- **What is expected**
Leaving out every picture, quote the data below exactly as it appears.
— start Material provided —
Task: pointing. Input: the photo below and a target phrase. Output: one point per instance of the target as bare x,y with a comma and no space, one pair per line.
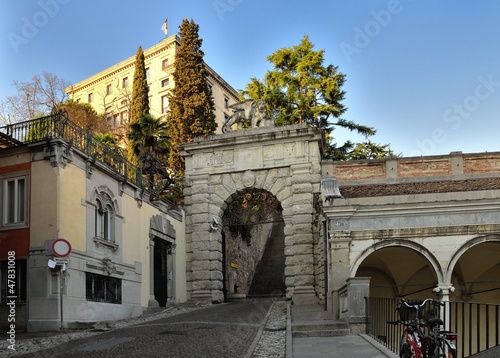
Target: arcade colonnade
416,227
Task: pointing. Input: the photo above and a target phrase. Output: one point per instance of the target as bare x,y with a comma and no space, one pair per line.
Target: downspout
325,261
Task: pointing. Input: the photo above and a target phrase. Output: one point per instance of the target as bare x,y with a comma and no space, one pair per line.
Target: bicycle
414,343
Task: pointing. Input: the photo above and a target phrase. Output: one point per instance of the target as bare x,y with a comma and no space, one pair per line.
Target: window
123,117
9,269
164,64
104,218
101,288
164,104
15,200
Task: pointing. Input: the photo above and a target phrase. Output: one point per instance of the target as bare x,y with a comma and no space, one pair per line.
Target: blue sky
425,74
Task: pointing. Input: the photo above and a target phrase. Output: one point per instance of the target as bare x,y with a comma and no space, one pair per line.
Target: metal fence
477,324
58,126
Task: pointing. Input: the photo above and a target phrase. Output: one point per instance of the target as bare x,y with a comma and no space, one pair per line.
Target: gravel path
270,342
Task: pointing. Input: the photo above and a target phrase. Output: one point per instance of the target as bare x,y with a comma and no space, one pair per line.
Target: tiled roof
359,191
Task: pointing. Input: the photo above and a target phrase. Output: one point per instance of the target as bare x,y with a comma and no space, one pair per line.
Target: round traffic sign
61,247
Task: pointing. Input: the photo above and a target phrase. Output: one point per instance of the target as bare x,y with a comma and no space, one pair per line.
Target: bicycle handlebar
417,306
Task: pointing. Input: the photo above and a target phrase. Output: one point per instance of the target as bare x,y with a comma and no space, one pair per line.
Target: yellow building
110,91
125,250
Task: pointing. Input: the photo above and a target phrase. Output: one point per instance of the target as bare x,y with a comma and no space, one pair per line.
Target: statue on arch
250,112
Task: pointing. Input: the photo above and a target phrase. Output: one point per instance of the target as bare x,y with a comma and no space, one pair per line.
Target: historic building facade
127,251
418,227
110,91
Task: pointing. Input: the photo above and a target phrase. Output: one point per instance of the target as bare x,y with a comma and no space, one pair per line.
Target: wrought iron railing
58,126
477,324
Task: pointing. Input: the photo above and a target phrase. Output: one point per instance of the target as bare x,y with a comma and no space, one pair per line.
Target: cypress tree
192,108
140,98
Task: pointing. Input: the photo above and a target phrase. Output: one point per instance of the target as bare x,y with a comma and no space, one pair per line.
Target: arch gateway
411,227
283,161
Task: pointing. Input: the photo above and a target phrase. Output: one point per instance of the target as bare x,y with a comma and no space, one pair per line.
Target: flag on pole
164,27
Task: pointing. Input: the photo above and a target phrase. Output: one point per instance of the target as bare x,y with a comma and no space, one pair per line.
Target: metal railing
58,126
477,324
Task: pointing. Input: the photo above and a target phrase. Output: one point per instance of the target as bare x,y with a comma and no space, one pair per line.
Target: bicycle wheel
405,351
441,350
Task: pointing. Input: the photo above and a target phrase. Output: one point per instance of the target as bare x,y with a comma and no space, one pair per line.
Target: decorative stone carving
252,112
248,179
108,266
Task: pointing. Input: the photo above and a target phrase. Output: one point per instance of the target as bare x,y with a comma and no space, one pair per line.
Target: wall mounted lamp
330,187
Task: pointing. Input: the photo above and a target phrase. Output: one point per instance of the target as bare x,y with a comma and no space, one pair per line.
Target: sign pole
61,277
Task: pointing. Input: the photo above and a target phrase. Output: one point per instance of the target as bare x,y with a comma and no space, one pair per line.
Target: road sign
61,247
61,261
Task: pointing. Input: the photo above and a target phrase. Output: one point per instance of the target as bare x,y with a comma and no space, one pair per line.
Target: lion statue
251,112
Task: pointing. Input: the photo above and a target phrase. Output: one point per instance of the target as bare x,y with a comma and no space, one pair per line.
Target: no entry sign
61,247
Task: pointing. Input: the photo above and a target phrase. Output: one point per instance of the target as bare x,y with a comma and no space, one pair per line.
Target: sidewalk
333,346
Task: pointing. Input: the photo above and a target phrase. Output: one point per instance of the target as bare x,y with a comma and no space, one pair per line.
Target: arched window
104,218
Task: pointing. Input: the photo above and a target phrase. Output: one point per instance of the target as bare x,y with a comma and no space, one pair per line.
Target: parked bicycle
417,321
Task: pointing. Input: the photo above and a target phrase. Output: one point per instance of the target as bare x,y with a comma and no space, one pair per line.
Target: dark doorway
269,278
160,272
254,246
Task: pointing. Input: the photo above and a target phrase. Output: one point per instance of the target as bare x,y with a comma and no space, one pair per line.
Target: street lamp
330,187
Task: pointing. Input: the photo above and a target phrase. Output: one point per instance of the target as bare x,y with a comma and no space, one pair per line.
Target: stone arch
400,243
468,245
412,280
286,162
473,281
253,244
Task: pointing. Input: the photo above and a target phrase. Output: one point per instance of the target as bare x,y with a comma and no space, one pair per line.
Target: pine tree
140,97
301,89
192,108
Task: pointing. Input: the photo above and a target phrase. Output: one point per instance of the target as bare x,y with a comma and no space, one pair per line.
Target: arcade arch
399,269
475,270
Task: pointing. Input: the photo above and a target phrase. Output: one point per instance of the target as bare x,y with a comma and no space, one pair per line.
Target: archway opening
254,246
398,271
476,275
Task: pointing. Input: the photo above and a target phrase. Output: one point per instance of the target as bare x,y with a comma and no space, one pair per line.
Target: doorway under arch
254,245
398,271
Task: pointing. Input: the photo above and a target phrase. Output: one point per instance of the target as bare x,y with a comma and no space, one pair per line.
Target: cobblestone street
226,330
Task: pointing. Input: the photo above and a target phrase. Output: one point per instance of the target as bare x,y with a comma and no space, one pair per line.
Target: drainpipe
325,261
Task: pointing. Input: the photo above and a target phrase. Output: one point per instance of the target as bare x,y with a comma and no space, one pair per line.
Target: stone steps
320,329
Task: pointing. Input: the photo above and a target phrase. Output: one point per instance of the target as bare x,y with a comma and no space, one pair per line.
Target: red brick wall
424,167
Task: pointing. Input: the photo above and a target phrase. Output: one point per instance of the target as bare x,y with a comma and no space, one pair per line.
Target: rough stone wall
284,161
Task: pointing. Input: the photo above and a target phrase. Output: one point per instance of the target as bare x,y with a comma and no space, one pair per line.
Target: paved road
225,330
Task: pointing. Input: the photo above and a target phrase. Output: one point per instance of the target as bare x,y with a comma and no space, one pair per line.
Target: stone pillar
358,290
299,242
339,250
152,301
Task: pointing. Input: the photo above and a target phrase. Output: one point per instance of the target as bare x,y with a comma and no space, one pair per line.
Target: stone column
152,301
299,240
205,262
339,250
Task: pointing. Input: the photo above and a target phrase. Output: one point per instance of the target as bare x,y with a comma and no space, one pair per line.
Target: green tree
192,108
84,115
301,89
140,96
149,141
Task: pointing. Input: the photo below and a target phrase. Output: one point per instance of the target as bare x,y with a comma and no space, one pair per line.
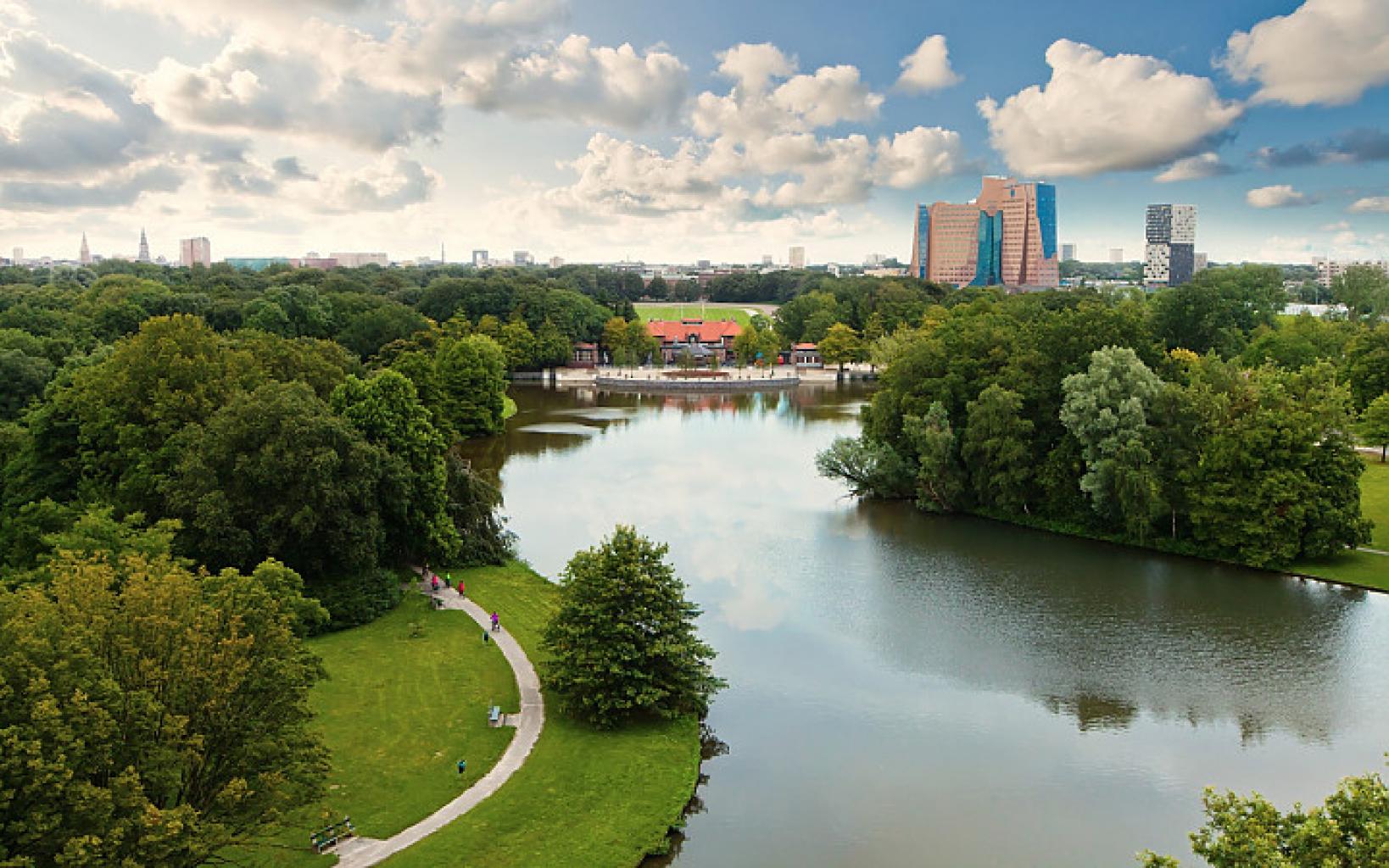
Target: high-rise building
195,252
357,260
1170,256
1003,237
— end Material provided —
- **Expected answer**
Task: pointing. Input: the photo below and a target phrase. Output: one point per instance of the target as bare x,y with a comma and no space, one pair per line.
Target: arcade colonnade
416,227
Task: pointing. Input: the photo above and a target phrase. Output: one point per instance of the target as bare x,y with a comma and no space, one pair per line.
Target: downspout
325,261
Task: pointing. Input: the photo above and a target phrase. Output: one point per instance of the target as bare x,y with a comma and no space, one pair per line.
Target: bicycle
414,343
Task: pointing. Input: the photo above and a target phrase. Output: one point per instance of the target as bare x,y with a comma and no space, one pair per line.
Target: window
123,117
9,269
164,64
104,218
101,288
164,104
15,200
Task: pointing. Input: the photo above and a target phrase. Output: one point per instance of the target as bare x,y with a comma and no space, one pair per line.
Target: blue sky
425,74
Task: pointing. Input: the photo above and a target phrase. Output: one point per instance of the target as bare x,y with a comma and no space, one pair per line.
Target: metal fence
477,324
58,126
Task: pointing. Input: the photo above and a target phrase. Output: one point per instance of the target as bare x,y with a comma and no space, one pair per line.
Target: gravel path
270,342
Task: pointing. Input: the photo above and a target phrase. Output: one point per instance of the target as bare x,y with a comma and no space, one pair per line.
Target: tiled roof
359,191
Task: pointing. Input: the photo above and a target phrase. Output: one point per instance of the target as bare x,y with a comma and no space, one pair per line.
Target: round traffic sign
61,247
Task: pointing. Input: the photo above and a target phrase. Output: one point per instance of the target as bare x,y with a comma and no space, one pair per line.
Target: bicycle handlebar
417,306
Task: pointing. Input: the photo above and a target phrase. Output: one point per instance of the target as bare x,y with a comma and no space, one pair per line.
Target: yellow building
110,91
125,250
Task: pointing. Input: the photo above and a target phrase. Output: one point per instance of the target as bare x,y with a comma and no space, one pair per line.
Target: statue on arch
250,112
Task: pointing. Input: the photo above and a target phrase. Output: one point per instance of the target as bare x,y with a comma and no space, one pair per line.
Target: historic building facade
127,251
418,227
110,91
Task: pointing. Input: the photo above and a target phrase. Output: one point per instance of the target as bare x,y with a comma and no space, one pair per line.
Target: wrought iron railing
58,126
477,324
Task: pointing. Input: the photo above and a target phrase. Output: one point per instance of the target as bare x,y with a comma and no space, one pair per line.
Target: cypress tree
192,108
140,98
Task: pointing. Input: the photo above and a target phrase. Output: one point per instance of the target as bare x,y with a comma and no space, one pair per line.
Target: arch gateway
411,227
283,161
Task: pointing. Input: the photo above and a target phrase. Output: one point per instance of the target as bare x,y with a comma and no space, one pair per line.
Target: flag on pole
164,27
Task: pointing. Input: the photo above and a target phrase. Output: one point per instance of the target as bare x,y with a comma and no space, one pair per line.
Target: metal railing
58,126
477,324
Task: pointing. Input: the photo above and a target phrase. Output: one point per instance of the target as bare x,y with a comma and no space, one pair per line.
Target: bicycle wheel
405,351
441,350
Task: pointing. Input: the photo above and a target phrase. Output: one point per instance of the target as bare x,y with a comma and no space, one pair per line.
Target: decorative stone carving
252,112
248,179
108,266
Task: pointing. Input: the photo above and a target phrase. Output: one point per instance of the target as bare x,y with a comma and no space, one pair per line.
Target: wall mounted lamp
330,187
Task: pointing. Input: the photo above and a target phrase. Output: one point per instance of the target as bare x,y with a comma and no space, one pair per line.
Target: sign pole
61,277
Task: pointing. Input: the photo above and a target phrase. Output: one point per instance of the target as bare x,y with a comma and no space, one pair per line.
Target: road sign
61,247
61,261
Task: pointing. Input: the photo above and a target phrase. Output: one point per instance of the target as bare x,y with a comma and no space, one pair per line.
Target: lion statue
251,112
Task: pointing. Input: the photo above and a target phrase. Output: one point per instance of the target as bare x,y with a comma and no space, one pair per line.
Target: no entry sign
61,247
Task: pointing. Input: the photo above and a target phrase. Output: one point per instance of the target as bare x,y with a comma and no space, one pair per line.
Target: sidewalk
333,346
Task: pointing. Input: the photo above and a target phrase. Output: one point per instance of the target as bare x,y with a comma and no space, one pair per line.
Target: arched window
104,218
Task: pointing. Input: the photo above and a target phrase. Output: one point per instance of the target as bare x,y with a comma and no space, one pair per line.
Target: parked bicycle
417,321
Task: pointing. Input: the photo above and a target phrase. Output: one point per instance of the target as bare x,y with a comma and no space, one pair per line.
Target: dark doorway
269,278
160,272
254,246
Task: pointing. Input: the photo above and a target phrase. Output: one point per instance of the target as bare x,y with a comma and no space, one pair per line.
Target: street lamp
330,187
Task: pointing. Input: the photo above and a target phrase. Output: one point per instance of the target as bare x,y with a comma and no space, one pair per line.
Target: stone arch
400,243
468,245
412,280
286,162
473,281
253,244
Task: pointing. Input: the photo above and a target phrase. Output: one point per instance of the target as bare x,y with a comma and no space, one pair per line.
Target: pine tree
140,97
301,89
192,108
Task: pointing. Input: the photo above and a target phrase. Output: one point per instance of the target as bare x,y with a comma and no space, one pair per line.
Target: arcade arch
399,269
475,270
Task: pointing. Input: the photo above and a target phrase. Output: one point per instance of the target as bare x,y with a comma and no space, one pair per line.
Target: archway opening
254,246
398,271
476,275
Task: pointing. Input: the photo above and a target phrase. Output: one point per instance of the target as bare x,y with a comma and no space, one pair per line.
Target: doorway under arch
254,245
398,271
Task: pointing. Input: the photo above and a target phrase. Output: one point per instance of the target as bare x,y with a comma and no space, one pair per line.
Target: cobblestone street
226,330
Task: pointing. Input: the photo above and a target phrase. Output: one point per instance of the target as bare x,y with a comma and no space, one pair per line.
Target: drainpipe
325,261
Task: pointing. Input: the photo above and a target phrase. Output: one point per instance of the target as bare x,y with a comma and no space, one pair per line.
Target: stone steps
320,329
Task: pointing. Input: the photo above and a target phrase. Output: one point per instance of the target as bare x,y with a comma and no space, one pair per line.
Target: red brick wall
424,167
Task: pointing. Input: the photo above and a target phrase. Output: one point per instance of the target as bare x,y with a comma and no space, one pair per line.
Target: rough stone wall
284,161
Task: pointing. Input: the photo above and a target phrase. Output: one point per instance of the target as bare x,y with a comma and no space, one pair per line.
Target: paved road
225,330
Task: pointing. Input: the photo above and a target phrase. Output: one point per instance of the target as bare x,y with a comma and no space, one pair per line.
Target: stone pillar
358,290
299,242
339,250
152,301
Task: pointing. Input: the photo above and a target phrase. Output: one point per instance of the target as bare x,y with a comma and no space, one pair per line.
Target: stone column
152,301
299,240
205,262
339,250
Task: pointing. Input: the photo above and a target phrase. Output: one point per instance of the target as bare x,y with a comma and no space, one pair per line.
Target: green tree
192,108
84,115
301,89
140,96
149,141
Task: pointing. Input: the photo below and a target phrase. Output: one point per instance of the target as bare x,y with a comma and no space, one pair per line.
Target: high-rise building
195,252
357,260
1170,256
1003,237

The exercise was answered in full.